◆ TASK BRIEF ◆
Report back each line of the records that contains the string "jersey".

[[ EXTRACTED DATA, beginning ]]

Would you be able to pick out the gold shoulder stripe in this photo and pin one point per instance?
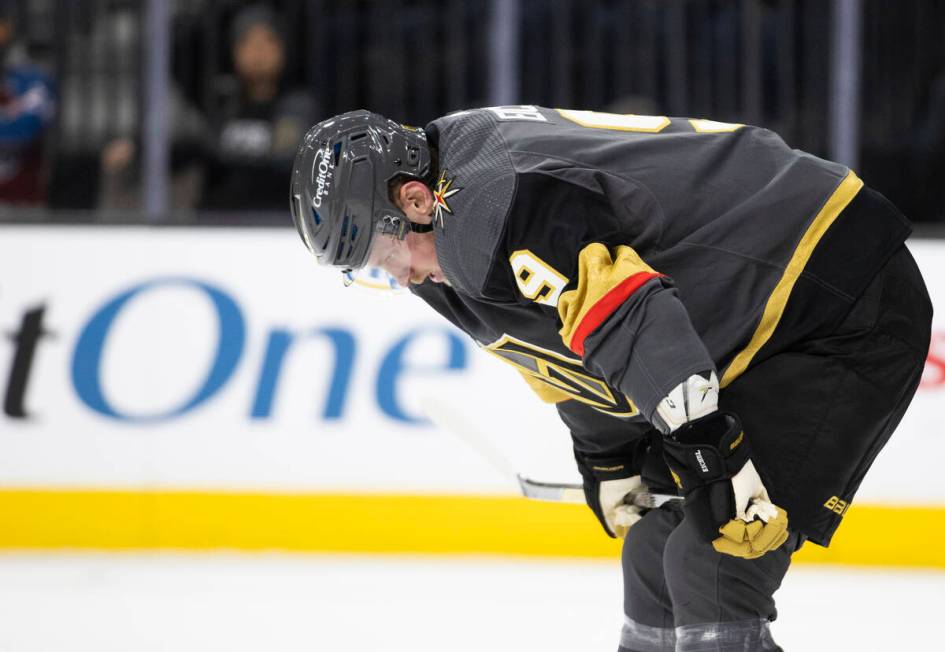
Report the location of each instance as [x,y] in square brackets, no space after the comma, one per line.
[604,283]
[777,302]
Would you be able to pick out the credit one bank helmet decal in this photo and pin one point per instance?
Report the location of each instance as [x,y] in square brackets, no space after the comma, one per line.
[339,190]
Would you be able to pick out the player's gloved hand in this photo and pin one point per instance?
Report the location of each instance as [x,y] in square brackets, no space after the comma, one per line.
[724,493]
[607,482]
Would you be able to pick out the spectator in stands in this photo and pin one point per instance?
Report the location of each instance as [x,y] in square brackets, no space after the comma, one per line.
[261,122]
[26,109]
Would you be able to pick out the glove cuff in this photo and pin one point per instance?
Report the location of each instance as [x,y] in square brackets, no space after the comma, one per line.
[706,450]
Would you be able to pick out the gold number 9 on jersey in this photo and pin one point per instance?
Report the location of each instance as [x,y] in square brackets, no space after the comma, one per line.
[536,279]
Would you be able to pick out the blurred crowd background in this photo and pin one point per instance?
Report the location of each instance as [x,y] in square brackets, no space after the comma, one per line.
[190,111]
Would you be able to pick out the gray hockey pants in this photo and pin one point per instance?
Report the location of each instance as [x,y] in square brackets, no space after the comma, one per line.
[680,594]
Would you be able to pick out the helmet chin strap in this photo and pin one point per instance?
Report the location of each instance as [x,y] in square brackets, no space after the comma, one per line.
[415,227]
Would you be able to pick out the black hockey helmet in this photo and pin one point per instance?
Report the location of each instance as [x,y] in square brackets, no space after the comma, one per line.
[339,190]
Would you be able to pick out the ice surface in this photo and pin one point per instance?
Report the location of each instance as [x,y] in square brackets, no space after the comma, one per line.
[234,602]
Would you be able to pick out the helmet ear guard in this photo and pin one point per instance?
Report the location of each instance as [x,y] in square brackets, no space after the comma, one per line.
[339,188]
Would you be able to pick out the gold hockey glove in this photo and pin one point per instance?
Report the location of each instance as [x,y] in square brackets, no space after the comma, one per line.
[607,482]
[724,493]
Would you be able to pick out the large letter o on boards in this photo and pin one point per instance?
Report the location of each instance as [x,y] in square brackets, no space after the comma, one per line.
[87,358]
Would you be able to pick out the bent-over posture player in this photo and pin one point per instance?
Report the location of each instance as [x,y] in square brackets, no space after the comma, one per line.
[709,310]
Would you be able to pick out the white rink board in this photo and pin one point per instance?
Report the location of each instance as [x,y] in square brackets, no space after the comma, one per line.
[325,428]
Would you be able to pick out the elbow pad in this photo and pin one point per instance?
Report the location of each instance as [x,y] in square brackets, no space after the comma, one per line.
[693,398]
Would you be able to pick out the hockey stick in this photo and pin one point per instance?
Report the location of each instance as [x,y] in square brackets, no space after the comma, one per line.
[451,420]
[574,493]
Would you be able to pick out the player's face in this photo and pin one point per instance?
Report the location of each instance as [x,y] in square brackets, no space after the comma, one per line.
[420,262]
[411,260]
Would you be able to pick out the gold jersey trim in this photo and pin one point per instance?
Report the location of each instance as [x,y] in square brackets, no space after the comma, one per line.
[777,301]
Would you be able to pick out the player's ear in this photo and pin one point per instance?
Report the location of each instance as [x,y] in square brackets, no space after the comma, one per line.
[415,197]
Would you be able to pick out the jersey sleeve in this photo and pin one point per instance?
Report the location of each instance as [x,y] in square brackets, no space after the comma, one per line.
[573,250]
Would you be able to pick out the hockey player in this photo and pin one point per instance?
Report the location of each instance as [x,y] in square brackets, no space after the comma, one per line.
[709,310]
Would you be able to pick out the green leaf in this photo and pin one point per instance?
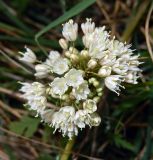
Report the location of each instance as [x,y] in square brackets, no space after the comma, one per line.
[72,12]
[120,142]
[27,126]
[45,156]
[9,13]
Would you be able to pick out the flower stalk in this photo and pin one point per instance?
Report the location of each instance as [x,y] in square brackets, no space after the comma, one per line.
[68,149]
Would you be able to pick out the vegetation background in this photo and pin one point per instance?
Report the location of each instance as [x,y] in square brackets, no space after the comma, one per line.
[126,131]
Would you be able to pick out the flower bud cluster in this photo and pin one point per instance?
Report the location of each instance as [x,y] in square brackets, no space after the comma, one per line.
[79,77]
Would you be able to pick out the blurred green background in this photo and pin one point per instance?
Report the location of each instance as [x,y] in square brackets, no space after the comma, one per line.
[126,131]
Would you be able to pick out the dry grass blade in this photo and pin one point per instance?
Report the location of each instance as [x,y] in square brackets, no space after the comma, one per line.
[147,32]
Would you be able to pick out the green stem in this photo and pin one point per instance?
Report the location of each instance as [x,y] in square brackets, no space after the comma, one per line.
[67,151]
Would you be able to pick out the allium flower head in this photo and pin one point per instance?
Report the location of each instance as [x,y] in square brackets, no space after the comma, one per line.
[59,86]
[88,26]
[74,77]
[75,80]
[60,66]
[81,92]
[70,30]
[29,56]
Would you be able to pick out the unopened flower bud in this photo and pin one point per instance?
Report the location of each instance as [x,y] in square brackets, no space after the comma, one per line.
[96,83]
[84,53]
[63,43]
[95,119]
[70,30]
[96,99]
[74,58]
[104,71]
[67,54]
[64,97]
[91,80]
[73,50]
[29,56]
[92,63]
[90,106]
[99,89]
[42,70]
[100,94]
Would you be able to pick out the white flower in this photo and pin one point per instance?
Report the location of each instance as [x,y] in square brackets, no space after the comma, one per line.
[95,119]
[46,115]
[120,68]
[53,56]
[74,77]
[81,118]
[81,92]
[28,56]
[70,30]
[90,106]
[118,48]
[105,71]
[88,27]
[108,59]
[88,39]
[37,103]
[69,111]
[99,43]
[59,86]
[60,66]
[64,121]
[131,77]
[42,70]
[32,89]
[92,63]
[63,43]
[113,83]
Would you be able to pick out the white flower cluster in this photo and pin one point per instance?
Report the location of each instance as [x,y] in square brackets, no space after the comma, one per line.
[79,77]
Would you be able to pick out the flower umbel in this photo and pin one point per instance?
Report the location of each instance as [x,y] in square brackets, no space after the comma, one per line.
[75,80]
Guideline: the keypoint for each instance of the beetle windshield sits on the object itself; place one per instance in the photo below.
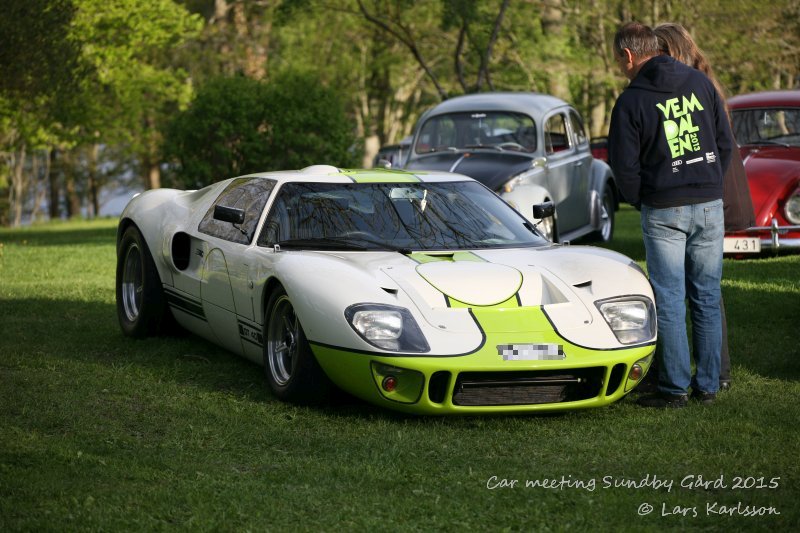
(394, 216)
(466, 131)
(767, 126)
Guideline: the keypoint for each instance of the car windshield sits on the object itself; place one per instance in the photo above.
(500, 131)
(767, 126)
(394, 216)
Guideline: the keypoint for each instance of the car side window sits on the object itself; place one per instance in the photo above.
(248, 194)
(577, 127)
(556, 138)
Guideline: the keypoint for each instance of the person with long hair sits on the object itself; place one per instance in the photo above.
(674, 40)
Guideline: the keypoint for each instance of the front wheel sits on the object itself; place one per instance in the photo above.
(292, 371)
(141, 306)
(606, 230)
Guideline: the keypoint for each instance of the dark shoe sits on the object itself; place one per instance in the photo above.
(706, 398)
(662, 400)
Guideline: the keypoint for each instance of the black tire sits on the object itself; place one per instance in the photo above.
(606, 231)
(293, 373)
(141, 306)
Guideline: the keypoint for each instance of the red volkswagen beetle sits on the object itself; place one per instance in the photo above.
(767, 128)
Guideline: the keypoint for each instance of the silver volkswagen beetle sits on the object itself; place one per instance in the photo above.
(529, 148)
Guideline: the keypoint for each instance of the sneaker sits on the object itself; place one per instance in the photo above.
(706, 398)
(662, 400)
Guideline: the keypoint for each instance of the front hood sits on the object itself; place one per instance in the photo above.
(493, 169)
(772, 173)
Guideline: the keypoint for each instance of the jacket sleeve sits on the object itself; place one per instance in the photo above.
(623, 152)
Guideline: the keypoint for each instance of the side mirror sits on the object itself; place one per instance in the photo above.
(544, 210)
(228, 214)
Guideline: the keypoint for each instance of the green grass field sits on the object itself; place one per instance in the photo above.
(101, 432)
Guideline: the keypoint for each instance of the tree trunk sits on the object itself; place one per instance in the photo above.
(54, 210)
(91, 182)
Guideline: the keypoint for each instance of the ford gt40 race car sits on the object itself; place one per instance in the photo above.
(421, 292)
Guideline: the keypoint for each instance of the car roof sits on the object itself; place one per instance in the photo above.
(331, 174)
(534, 104)
(790, 98)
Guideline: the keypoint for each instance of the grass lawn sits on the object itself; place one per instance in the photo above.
(100, 432)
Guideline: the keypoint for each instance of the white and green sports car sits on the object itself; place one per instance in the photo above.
(421, 292)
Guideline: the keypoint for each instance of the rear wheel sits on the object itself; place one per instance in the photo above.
(141, 306)
(292, 371)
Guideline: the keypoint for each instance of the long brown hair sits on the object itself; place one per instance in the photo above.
(674, 40)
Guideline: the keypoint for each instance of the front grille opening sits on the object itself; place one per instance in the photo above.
(437, 387)
(527, 388)
(616, 378)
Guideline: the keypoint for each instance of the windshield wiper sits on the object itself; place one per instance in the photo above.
(384, 245)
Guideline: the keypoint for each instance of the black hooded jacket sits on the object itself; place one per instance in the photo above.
(669, 142)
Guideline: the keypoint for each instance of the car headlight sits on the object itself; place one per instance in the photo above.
(792, 207)
(632, 319)
(387, 327)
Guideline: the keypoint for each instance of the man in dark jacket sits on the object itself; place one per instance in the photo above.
(669, 146)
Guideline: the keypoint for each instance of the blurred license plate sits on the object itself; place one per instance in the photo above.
(741, 245)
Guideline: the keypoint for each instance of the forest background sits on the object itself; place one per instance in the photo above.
(99, 95)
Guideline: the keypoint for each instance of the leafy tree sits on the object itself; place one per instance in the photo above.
(238, 125)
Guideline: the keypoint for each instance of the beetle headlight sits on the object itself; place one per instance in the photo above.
(792, 208)
(632, 319)
(387, 327)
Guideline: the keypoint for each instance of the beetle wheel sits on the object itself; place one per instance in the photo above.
(292, 371)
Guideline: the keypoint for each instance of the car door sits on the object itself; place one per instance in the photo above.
(567, 173)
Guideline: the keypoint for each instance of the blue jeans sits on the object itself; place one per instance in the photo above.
(684, 260)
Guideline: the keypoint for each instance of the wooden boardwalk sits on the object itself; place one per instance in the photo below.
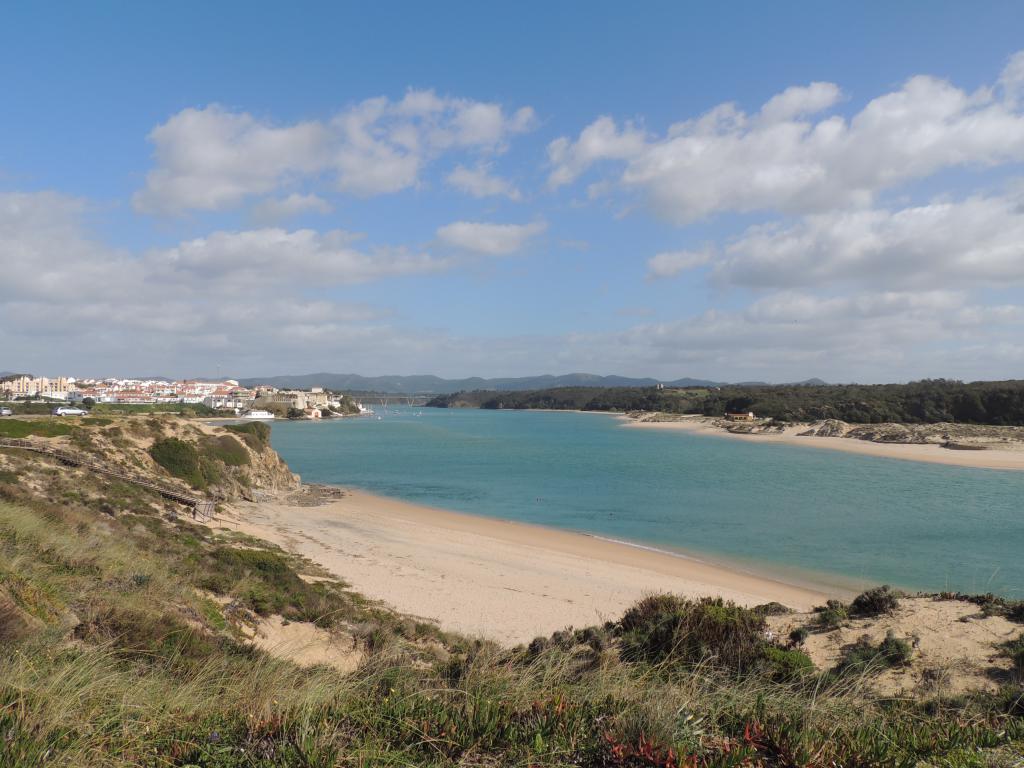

[[ EXTRACTED DATA, end ]]

◆ SOLUTION BELOW ◆
Would you be able to pick out the gold number 9 on jersey in this photo and pin one point per instance?
Would you be able to pick out the gold jersey trim in this photo and pin one point per instance?
Would you be able to pick out the jersey sleeve in this photo and pin one point per instance?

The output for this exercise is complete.